SUPPLIED DATA -
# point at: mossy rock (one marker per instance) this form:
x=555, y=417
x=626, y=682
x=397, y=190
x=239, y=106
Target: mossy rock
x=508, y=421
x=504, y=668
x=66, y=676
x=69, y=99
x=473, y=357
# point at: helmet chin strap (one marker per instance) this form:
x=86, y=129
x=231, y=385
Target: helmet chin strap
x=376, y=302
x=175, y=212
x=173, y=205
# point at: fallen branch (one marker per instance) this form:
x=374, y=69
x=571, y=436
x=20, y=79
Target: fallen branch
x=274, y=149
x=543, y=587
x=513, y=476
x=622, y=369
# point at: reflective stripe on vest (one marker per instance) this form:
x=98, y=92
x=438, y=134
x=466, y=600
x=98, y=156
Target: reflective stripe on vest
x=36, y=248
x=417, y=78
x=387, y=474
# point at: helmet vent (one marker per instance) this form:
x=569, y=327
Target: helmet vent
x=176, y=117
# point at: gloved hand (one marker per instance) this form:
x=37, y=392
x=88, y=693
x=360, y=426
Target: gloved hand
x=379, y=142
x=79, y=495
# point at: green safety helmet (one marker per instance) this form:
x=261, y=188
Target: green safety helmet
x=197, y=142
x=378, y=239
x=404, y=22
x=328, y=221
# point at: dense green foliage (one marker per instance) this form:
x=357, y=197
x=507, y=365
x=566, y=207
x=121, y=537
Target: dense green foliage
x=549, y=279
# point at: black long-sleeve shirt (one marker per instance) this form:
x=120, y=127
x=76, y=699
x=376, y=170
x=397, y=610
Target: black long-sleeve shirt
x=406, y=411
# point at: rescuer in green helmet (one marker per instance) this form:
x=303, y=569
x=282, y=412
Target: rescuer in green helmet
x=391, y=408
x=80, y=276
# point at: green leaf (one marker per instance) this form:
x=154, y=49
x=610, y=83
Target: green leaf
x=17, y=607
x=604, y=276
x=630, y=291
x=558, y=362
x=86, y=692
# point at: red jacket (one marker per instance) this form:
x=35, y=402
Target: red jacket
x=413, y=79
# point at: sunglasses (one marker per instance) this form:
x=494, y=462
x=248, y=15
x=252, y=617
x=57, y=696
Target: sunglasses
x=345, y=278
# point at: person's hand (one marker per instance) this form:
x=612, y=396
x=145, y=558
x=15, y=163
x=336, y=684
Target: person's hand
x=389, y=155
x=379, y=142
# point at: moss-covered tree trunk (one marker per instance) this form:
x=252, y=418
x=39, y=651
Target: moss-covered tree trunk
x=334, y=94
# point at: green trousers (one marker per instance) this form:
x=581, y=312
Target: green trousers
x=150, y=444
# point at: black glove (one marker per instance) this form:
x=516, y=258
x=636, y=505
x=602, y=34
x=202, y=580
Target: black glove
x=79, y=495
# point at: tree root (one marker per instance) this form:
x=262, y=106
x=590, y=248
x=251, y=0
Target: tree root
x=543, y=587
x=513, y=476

EXERCISE AIM - Copy every entry above word for word, keeping each line exactly as it appears.

REPLY -
# point at: mossy rock (one marker per instance) this form:
x=555, y=417
x=626, y=682
x=397, y=190
x=239, y=106
Target: mossy rock
x=508, y=421
x=504, y=668
x=66, y=676
x=69, y=99
x=473, y=357
# point at: helmet chin strap (one marker per instance) this form:
x=86, y=129
x=231, y=385
Target: helmet chin strap
x=376, y=302
x=175, y=212
x=173, y=205
# point at: fallen branch (one marker per instance) this form:
x=374, y=69
x=571, y=436
x=20, y=79
Target: fallen branch
x=274, y=149
x=543, y=587
x=513, y=476
x=622, y=369
# point at: reflective stripe on vest (one marker per instance) this form:
x=98, y=92
x=438, y=134
x=466, y=600
x=98, y=156
Target: reflective stripe on vest
x=36, y=248
x=417, y=78
x=387, y=474
# point at: helmet vent (one marker per instance) this form:
x=569, y=327
Target: helmet vent
x=176, y=117
# point at: gloved hand (one marker per instance) this form:
x=37, y=392
x=88, y=693
x=360, y=426
Target: gloved hand
x=379, y=142
x=79, y=495
# point at: green safety helmet (one marker per instance) this form:
x=261, y=188
Target: green safety helmet
x=197, y=142
x=378, y=239
x=404, y=22
x=328, y=221
# point at: dense green foliage (one marker per instance) this form:
x=357, y=197
x=507, y=365
x=566, y=207
x=121, y=537
Target: dense green foliage
x=549, y=279
# point at: black long-sleeve shirt (one marker per instance) this form:
x=120, y=127
x=76, y=699
x=376, y=170
x=397, y=610
Target: black long-sleeve shirt
x=406, y=411
# point at: rescuer in green helmet (one marker per instance) this form:
x=303, y=569
x=282, y=412
Target: rescuer in green helmet
x=391, y=408
x=80, y=276
# point at: green leaf (one marker per instance) this form:
x=154, y=49
x=610, y=83
Target: green leaf
x=17, y=607
x=604, y=276
x=630, y=291
x=558, y=362
x=86, y=692
# point at: red jacket (one marker per instance) this form:
x=35, y=402
Target: red jacket
x=413, y=79
# point at: sunglasses (one marker per instance) this form:
x=494, y=462
x=248, y=15
x=252, y=617
x=57, y=696
Target: sunglasses
x=345, y=278
# point at: person's hand (one marker per instance) this form:
x=612, y=396
x=145, y=558
x=15, y=163
x=336, y=684
Target: person's hand
x=389, y=155
x=379, y=142
# point at: moss-covered tree trunk (one marker per instance) this form:
x=252, y=418
x=39, y=651
Target: moss-covered tree trunk
x=334, y=94
# point at: green trousers (one marker per instance) this form:
x=581, y=312
Target: green trousers
x=150, y=444
# point at: black glove (one marker per instance) this form:
x=516, y=258
x=636, y=505
x=602, y=34
x=202, y=580
Target: black glove
x=79, y=495
# point at: tree root (one marker per instance) this form:
x=262, y=106
x=590, y=248
x=251, y=0
Target: tree root
x=543, y=587
x=513, y=476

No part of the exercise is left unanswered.